-- BEGIN Exercise materials --

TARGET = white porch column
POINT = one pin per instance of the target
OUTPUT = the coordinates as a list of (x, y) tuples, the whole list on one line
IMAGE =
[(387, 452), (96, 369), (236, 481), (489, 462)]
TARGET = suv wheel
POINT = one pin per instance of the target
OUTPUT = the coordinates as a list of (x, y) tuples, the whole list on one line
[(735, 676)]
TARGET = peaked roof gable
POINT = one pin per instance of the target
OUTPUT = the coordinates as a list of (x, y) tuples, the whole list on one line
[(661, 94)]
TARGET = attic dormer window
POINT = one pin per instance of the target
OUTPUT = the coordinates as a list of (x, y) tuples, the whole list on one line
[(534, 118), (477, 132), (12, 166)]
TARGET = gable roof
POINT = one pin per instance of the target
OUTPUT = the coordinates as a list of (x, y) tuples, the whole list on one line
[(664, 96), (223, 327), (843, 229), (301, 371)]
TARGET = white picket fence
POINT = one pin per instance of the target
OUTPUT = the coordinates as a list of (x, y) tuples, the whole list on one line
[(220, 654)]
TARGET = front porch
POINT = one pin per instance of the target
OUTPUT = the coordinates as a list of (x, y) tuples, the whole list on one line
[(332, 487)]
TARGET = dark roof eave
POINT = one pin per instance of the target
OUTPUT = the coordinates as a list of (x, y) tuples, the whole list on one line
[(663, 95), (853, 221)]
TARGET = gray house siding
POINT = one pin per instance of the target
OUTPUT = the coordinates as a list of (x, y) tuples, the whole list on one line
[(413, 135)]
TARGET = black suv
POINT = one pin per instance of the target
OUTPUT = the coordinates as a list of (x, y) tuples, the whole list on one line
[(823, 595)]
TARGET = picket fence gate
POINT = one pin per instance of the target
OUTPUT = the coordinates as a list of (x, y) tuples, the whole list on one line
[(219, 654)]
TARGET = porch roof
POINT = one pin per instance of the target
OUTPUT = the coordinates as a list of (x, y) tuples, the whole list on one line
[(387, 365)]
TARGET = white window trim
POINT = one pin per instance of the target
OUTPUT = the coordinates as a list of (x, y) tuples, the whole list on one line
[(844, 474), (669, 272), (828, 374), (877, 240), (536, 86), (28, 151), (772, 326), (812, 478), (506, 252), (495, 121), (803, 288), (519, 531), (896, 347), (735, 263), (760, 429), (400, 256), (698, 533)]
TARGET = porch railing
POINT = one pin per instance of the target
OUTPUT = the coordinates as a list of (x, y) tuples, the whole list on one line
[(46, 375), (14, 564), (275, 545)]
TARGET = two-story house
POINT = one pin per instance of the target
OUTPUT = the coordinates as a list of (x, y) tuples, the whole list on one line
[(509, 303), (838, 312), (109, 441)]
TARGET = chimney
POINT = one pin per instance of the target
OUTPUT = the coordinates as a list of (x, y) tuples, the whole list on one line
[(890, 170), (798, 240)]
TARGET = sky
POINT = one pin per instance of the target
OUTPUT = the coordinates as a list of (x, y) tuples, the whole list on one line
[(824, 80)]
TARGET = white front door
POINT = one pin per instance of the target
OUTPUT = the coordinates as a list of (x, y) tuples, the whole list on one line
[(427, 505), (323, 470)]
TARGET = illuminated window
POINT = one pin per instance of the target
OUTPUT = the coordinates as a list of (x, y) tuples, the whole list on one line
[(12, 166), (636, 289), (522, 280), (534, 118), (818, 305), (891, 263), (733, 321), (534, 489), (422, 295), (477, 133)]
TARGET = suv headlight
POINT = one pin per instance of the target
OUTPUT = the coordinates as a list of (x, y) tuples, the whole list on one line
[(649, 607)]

-- END Exercise materials --

# Set exercise
Give all the entries again exactly; leave none out.

# Response to this exercise
TARGET = white porch column
POINT = one pin per instance of the target
OUTPUT = the coordinates as a list of (x, y) tuples, the whole list on one line
IMAGE =
[(387, 452), (96, 369), (236, 481), (489, 462)]
TARGET = suv wheel
POINT = one pin per instance of the target
OUTPUT = the coordinates as a list of (x, y) tuples, the whole list on one line
[(735, 676)]
TARGET = peaked roof gable
POINT = one pin per instance of the target
OUTPUT = the coordinates as a list of (x, y) tuples, the whole list on one line
[(661, 94)]
TARGET = attic dormer window
POINT = one pin per instance of the target
OUTPUT = the coordinates as a list of (x, y) tuples, the whole list on one line
[(534, 118), (477, 132), (12, 166)]
TARGET = gable roof
POINT = one pin per instance of the target
OUTPUT = the coordinates as a list of (x, y) tuples, the whole list on one line
[(664, 96), (223, 327), (843, 229), (301, 371)]
TARGET = white picket fence
POINT = one pin per instance of the target
OUTPUT = the coordinates as a list of (x, y) tuples, the whole list on one line
[(220, 654)]
TARGET = front porch
POINT = one pin per instance of the target
OUTPUT = the coordinates as a list of (x, y) tuples, the whole list on one line
[(332, 487)]
TARGET = dark roof eave
POINT = one pin per instance of the target
OUTPUT = the coordinates as a list of (x, y) tuples, the whole list on one line
[(663, 95), (853, 221)]
TARGET = gray house siding
POINT = one pin per instance of the target
OUTPUT = the coordinates as a list of (x, y) tuples, the whole list on one line
[(413, 135)]
TARGET = black suv
POINT = one pin per instance of the target
OUTPUT = the coordinates as a list of (x, y) tuples, the whole list on one line
[(823, 595)]
TARGET = picket fence gate
POINT = one pin per instance of the target
OUTPUT = the coordinates as a list of (x, y) tuples, the whole list on one line
[(219, 654)]
TARGET = porch roof
POINT = one pin per instance of the target
OUTPUT = the coordinates as a list of (x, y) tuples, the whole list on one line
[(387, 365)]
TARGET = white window trim
POINT = one pin per instance of the target
OUTPUT = the coordinates as a list of (x, y) tuples, the whole list on one line
[(844, 474), (669, 272), (828, 374), (877, 240), (536, 86), (28, 151), (772, 326), (812, 478), (506, 252), (495, 121), (803, 288), (519, 531), (896, 347), (735, 263), (760, 429), (400, 256), (698, 533)]
TARGET = porch railing
POINT = one pin per instance of the target
OUTPUT = the coordinates as a list of (x, y) tuples, the whole list on one line
[(46, 375), (14, 564), (275, 545)]
TARGET = two-story house
POINT = one pin per instance of the target
OUTPUT = the coordinates as a list of (x, y) tuples, the whole list on one line
[(509, 303), (838, 312), (109, 441)]
TARGET = chimney
POINT = one pin per instance of the target
OUTPUT = the coordinates as a list of (x, y) tuples, the whole list on one line
[(890, 170), (798, 240)]
TARGET = sky
POINT = one pin per instance of the target
OUTPUT = the coordinates as a list of (x, y) tuples, the whole list on one line
[(824, 80)]
TARGET = white front door
POINT = one pin per instance of the target
OUTPUT = the coordinates as a list of (x, y) tuples, the whole list on one line
[(427, 505), (323, 470)]
TARGET = illuminated window
POINT = one pin per instance of the target
OUTPUT = the coordinates as a list of (x, y) tuples, the whole list on one line
[(12, 166), (636, 289), (522, 280), (534, 118), (818, 305), (891, 263), (733, 321), (534, 489), (422, 295), (477, 133)]
TARGET = suv headlight
POINT = one pin per instance of the target
OUTPUT = the coordinates as a list of (x, y) tuples, the whole list on one line
[(649, 607)]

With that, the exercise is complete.